● **DO THIS**
Rewrite all of the entries below, swapping "select" for "mark" and leaving everything else unchanged.

Coordinate annotation entries:
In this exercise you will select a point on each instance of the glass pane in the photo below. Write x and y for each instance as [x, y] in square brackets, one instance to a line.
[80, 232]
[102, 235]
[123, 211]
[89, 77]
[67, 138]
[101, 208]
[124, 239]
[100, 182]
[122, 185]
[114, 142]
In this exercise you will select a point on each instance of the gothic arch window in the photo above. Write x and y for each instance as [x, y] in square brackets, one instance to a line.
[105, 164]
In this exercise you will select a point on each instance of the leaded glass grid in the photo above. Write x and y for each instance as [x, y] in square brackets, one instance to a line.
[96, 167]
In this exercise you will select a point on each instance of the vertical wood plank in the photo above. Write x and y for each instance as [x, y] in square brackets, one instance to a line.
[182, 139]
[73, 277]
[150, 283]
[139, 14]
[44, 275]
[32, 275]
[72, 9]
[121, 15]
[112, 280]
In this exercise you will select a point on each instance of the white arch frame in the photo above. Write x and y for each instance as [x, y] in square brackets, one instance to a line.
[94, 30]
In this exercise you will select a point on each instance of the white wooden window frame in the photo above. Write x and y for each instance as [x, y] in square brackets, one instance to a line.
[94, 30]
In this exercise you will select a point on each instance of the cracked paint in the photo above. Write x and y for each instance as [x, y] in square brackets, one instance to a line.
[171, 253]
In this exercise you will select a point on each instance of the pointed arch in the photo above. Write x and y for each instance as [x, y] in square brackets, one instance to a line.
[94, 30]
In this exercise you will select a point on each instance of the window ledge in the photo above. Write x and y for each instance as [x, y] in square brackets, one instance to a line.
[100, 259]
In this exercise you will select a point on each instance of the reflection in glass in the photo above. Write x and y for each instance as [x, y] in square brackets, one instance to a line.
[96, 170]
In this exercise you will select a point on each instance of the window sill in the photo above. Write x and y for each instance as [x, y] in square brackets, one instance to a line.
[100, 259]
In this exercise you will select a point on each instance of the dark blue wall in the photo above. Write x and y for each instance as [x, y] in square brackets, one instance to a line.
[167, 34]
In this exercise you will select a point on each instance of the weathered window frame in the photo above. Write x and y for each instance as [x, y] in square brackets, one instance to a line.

● **SOLUTION TO THIS EXERCISE**
In this exercise you will mark a point on each instance of the glass pane in the photo below. Write x and y for each instance as [x, y] in square brackets, one instance to a line.
[80, 232]
[102, 235]
[123, 211]
[89, 77]
[67, 138]
[101, 208]
[124, 239]
[100, 182]
[122, 185]
[114, 142]
In this exercise you will mark a point on each instance of the gothic arch window in the photo above. Write x and y for each instance as [x, y] in square brackets, one instance to a line.
[105, 164]
In this exercise you will mark a point on each instance of the leaded glass grid in the photo above. Write x and y for each instance as [x, y] in square brackets, one instance to a line.
[96, 167]
In this exercise you will mark a point on each instance of the vertical wood plank in the photo above. Write x and y for each instance as [x, y] in square brackets, one instance to a line.
[182, 139]
[73, 277]
[150, 283]
[139, 14]
[44, 275]
[32, 275]
[72, 9]
[121, 15]
[112, 280]
In this exercise you will mark a point on each instance of the white arch frame in the photo above. Write x and y for each instance as [x, y] in square brackets, one instance to a line.
[94, 30]
In this exercise you will mark a point on each instance of the white wooden window frame in the photo above. Write x and y for each instance as [x, y] in square brackets, one instance to a line.
[94, 30]
In this exercise you will mark a point on each instance of the cracked paint in the photo above. Write x and y for each instance as [x, y] in square brackets, one instance to a line.
[171, 253]
In this exercise you will mark a point on each instance of the pointed arch in the photo above. Write x and y for each instance as [x, y] in square brackets, one instance to a line.
[94, 30]
In this exercise you will mark a point on each instance of the window ledge in the photo above. Write x and y for each instance as [x, y] in square brackets, one instance to a line.
[100, 259]
In this exercise you will mark a point on each instance of the reflection in glass in the photo above. Write x and y for each instance as [x, y] in square brackets, one instance to a line.
[96, 170]
In this exercise you will mark a point on each instance of the window sill in the photo above. Write x and y for each instance as [x, y] in square brackets, one instance to a line.
[100, 259]
In this exercise you will mark a point on each instance of the dark blue wall in the photo above. Write x and y for each instance as [x, y] in square brackets, one instance to a line.
[167, 34]
In this exercise you will mark a point on each instance of the weathered window frame in the photo above. Write x and y for each instance as [x, y] in square brackets, one instance to a line.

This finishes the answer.